- **STATED GOAL 1**: Put the records from the line with "[locate] parking lot" through the end of the records into a numbered list, leaving out any blank lines.

- **PASSAGE PROVIDED**:
****************

But you look at something like Stokes Twins, which has 131 million subscribers. Twice, almost three times average engagement rate. You can see why that's a business for them. They are probably doing well through ads, but additionally with that kind of engagement, they're probably selling [00:14:00] their own products.

They're probably, they probably have many other elements on their flywheel. When you look at Mr. Beast, his engagement quality isn't just proof of fandom, it's proof of another business. He is asking them to do other things and they're doing those other things. And for him, that's gonna be launching a mobile company soon.

So engagement means something very different today than it did when Mr. Beast started, or when the Paul Brothers were making Vines.

Marion Ranchet: Yeah. What's fascinating is that when you look at this map as a whole, right? So this is the year where the creator economy, creator media became mainstream, right?

****************

- **DATA FOR THE TASK**:
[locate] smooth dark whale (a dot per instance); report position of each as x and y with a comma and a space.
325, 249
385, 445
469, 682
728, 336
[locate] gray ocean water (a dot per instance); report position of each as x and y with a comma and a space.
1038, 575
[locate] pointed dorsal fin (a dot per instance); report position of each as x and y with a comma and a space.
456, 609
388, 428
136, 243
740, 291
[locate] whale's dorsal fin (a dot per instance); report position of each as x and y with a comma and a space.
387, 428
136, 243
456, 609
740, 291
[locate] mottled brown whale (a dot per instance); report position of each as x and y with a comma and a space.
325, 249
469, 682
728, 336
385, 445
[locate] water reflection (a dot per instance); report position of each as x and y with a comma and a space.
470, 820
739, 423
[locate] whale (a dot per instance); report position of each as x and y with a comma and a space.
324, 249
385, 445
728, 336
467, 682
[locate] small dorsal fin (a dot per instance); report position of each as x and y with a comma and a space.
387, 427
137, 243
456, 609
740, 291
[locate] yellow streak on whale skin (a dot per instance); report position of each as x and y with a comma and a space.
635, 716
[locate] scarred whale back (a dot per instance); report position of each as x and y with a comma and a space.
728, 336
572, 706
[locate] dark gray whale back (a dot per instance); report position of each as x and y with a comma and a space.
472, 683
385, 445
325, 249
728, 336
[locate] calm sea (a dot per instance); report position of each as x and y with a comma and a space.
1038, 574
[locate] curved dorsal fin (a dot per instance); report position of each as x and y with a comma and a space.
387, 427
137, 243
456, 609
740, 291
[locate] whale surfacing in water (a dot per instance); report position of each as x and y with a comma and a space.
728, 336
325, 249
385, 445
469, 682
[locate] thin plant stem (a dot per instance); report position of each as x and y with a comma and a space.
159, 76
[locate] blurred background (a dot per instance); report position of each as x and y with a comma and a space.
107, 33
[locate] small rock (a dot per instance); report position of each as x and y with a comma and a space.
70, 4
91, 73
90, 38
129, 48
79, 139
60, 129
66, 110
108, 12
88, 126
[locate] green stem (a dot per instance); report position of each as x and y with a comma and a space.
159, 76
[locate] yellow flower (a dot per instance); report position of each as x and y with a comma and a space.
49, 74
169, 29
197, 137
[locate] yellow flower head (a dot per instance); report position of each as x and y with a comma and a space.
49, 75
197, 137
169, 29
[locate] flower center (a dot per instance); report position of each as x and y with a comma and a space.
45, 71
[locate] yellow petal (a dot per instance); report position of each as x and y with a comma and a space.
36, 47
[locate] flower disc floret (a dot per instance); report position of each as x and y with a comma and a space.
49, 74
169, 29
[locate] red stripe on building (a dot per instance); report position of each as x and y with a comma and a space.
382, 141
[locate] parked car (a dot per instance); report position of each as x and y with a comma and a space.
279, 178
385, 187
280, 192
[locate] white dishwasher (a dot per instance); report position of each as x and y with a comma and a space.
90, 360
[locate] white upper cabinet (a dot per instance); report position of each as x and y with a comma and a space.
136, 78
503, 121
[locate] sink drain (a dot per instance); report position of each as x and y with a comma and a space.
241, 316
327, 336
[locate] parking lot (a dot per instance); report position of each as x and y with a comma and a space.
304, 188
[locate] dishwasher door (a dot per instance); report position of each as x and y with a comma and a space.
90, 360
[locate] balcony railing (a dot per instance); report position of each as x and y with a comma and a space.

****************

- **STATED GOAL 2**:
Answer these questions from the transcript about creator engagement:
(a) How many subscribers does Stokes Twins have?
(b) What is Mr. Beast going to launch soon?
(c) According to Marion Ranchet, what became mainstream this year?

- **CORRECT RESPONSE 1**:
1. [locate] parking lot (a dot per instance); report position of each as x and y with a comma and a space.
2. 304, 188
3. [locate] dishwasher door (a dot per instance); report position of each as x and y with a comma and a space.
4. 90, 360
5. [locate] balcony railing (a dot per instance); report position of each as x and y with a comma and a space.

- **CORRECT RESPONSE 2**:
(a) 131 million.
(b) A mobile company.
(c) The creator economy, or creator media.